• Esercizi
A – Trascrivi parola per parola la parte del brano sul graphic design compresa tra "Oggi si parla" e "disciplina del design?", estremi inclusi.
B – Nel brano sul graphic design, secondo la citazione di Pierre Bernard, per quale motivo l'advertising risulta standardizzato? Spiegalo in una o due frasi.

• Brano fornito
▼▼▼

Pierre Bernard, designer francese fondatore di Grapus, nel noto testo “THE SOCIAL ROLE OF GRAPHIC DESIGNER” afferma che “Oggi la produzione di forme di comunicazione visiva consiste essenzialmente nell’advertising.” E ancora: “C’è una differenza però tra advertising e graphic design. L’advertising è oggi sempre più centralizzato, internazionale, generalizzato e, perciò, standardizzato – come le forze economiche che lo producono, e i prodotti stessi con cui ha a che fare. Il graphic design dall’altro lato, continua ad essere creato e strutturato in maniera autonoma e diversificata – in contatto diretto con gli specifici tessuti sociali di differenti società nel mondo.” Questo tipo di ragionamento portano il design ad un livello di importanza notevole all’interno della società stessa. Quanto questo tipo di discorso è possibile secondo voi nella società contemporanea? Potreste commentare questa citazione in riferimento a quella che è la vostra esperienza nel mondo del design e dell’advertising?

È un modo di ragionare che ormai fatichiamo a seguire. Lo consideriamo sorpassato. Continuare a parlare di discipline e ambiti, risponde a una concezione compartimentale del nostro lavoro che per noi almeno non esiste più. Quando il governo giordano ci ha commissionato una campagna per la valorizzazione turistica del nord del paese, abbiamo ridiscusso l’incarico convertendo la richiesta in un progetto di indagine che ci permettesse di far raccontare agli abitanti dell’area la loro percezione della terra da raccontare. Ci avevano chiesto delle brochure e abbiamo progettato una mostra nomade. La parola inglese ‘ti advertise’ significa letteralmente il pubblicizzare qualcosa, ma intende in modo implicito il farlo attraverso l’investimento di grandi somme di denaro. Oggi noi preferiamo parlare di ‘diffusione’ di un messaggio attraverso canali plurimi e contestuali, spesso attivabili spontaneamente lavorando sul concetto di reputazione esistente nel pubblico di utenti e condivisione di valori chiave.

Oggi si parla moltissimo di design speculativo e di “critical design” in cui il progettista spesso è cliente di sè stesso, nel senso che lui stesso si pone delle questioni critiche al quale tenta di rispondere con un approccio progettuale basato sulla comunicazione visiva. Dove e perché si può inserire Co.Mo.Do. in questa nuova serie di “specializzazioni”, direzioni, della disciplina del design?

▲▲▲

• Materiale raccolto

▼▼▼

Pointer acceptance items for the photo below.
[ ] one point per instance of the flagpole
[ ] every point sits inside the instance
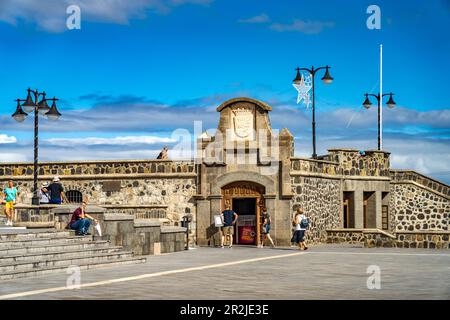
(380, 103)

▲▲▲

• Risultati finali
A –
Oggi si parla moltissimo di design speculativo e di “critical design” in cui il progettista spesso è cliente di sè stesso, nel senso che lui stesso si pone delle questioni critiche al quale tenta di rispondere con un approccio progettuale basato sulla comunicazione visiva. Dove e perché si può inserire Co.Mo.Do. in questa nuova serie di “specializzazioni”, direzioni, della disciplina del design?

B – L'advertising risulta standardizzato perché è sempre più centralizzato, internazionale e generalizzato. In questo somiglia alle forze economiche che lo producono e ai prodotti di cui si occupa.